0

I have a file like this:

1,ITEM_001,CAT_01,true,2,50,4,0,false,2019-01-01,2019-01-28,true
1,ITEM_001,CAT_01,true,2,60,4,0,false,2019-01-29,2019-12-32,true
1,ITEM_002,CAT_02,true,2,50,"","",false,2019-01-01,2019-11-22,true

I do not want to infer schema in case it is big. I tried to map to a case class record, but for some reason the things were not ok

So, I am doing the following:

val dfPG = spark.read.format("csv")
                .option("header", "true")
                .option("inferSchema", "false")
                .option("nullValue", "")
                .load("/FileStore/tables/SO_QQQ.txt") 

and setting the fields explicitly:

val dfPG2 =
      dfPG
         .map {r => (r.getString(0).toLong, r.getString(1), r.getString(2), r.getString(3).toBoolean, r.getString(4).toInt, r.getString(5).toInt,
             r.getString(6)     //r.getString(6).toInt
            ) }

I cannot seem to process a null value and also set to type of Integer. Where there is a null value I am getting String, but I want Int, but I get an error on every possible approach.

See the //. The below fails with null exception and for some reason I cannot formulate a check logic here? Is there an easier way.

r.getString(6).toInt

I must be over-complicating and/or missing something.

Just to add, when loading via Seq to dataframe with Option it all works fine. It's the file input.

» **STATED PROBLEM A**: In the Spark CSV question, list each option set with `.option` when the file is read, along with the value given for it.
» **STATED PROBLEM B**: From the Spark CSV question, set down the passage from "I cannot seem" up to and including "an easier way.".
» **STATED PROBLEM C**: Carry on the Spark CSV question about null values, picking up after its last sentence.

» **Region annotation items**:

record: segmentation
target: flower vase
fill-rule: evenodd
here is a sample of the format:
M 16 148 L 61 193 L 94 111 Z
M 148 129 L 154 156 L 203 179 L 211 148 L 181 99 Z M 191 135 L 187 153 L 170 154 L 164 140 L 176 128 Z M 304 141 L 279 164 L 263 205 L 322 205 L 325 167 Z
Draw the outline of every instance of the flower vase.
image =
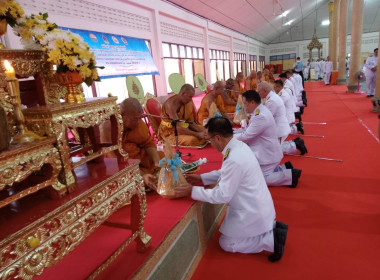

» **OUTPUT A**:
- header: "true"
- inferSchema: "false"
- nullValue: ""

» **OUTPUT B**:
I cannot seem to process a null value and also set to type of Integer. Where there is a null value I am getting String, but I want Int, but I get an error on every possible approach.

See the //. The below fails with null exception and for some reason I cannot formulate a check logic here? Is there an easier way.

» **OUTPUT C**:
thebluephantom
  • 16,458
  • 8
  • 40
  • 83

1 Answers1

1

That's just no correct way of doing things. Instead of mapping things by hand (both inefficient and extremely error prone) you should define a schema for your data

import org.apache.spark.sql.types._

val schema = StructType(Seq(
  StructField(...),
  StructField(...),
  StructField(...),
  StructField(...),
  StructField(...),
  StructField(...),
  StructField("your_integer_field", IntegerType, true),
  ...
))

and provide it to the reader:

val dfPG = spark.read.format("csv")
  .schema(schema)
  ...
  .load("/FileStore/tables/SO_QQQ.txt")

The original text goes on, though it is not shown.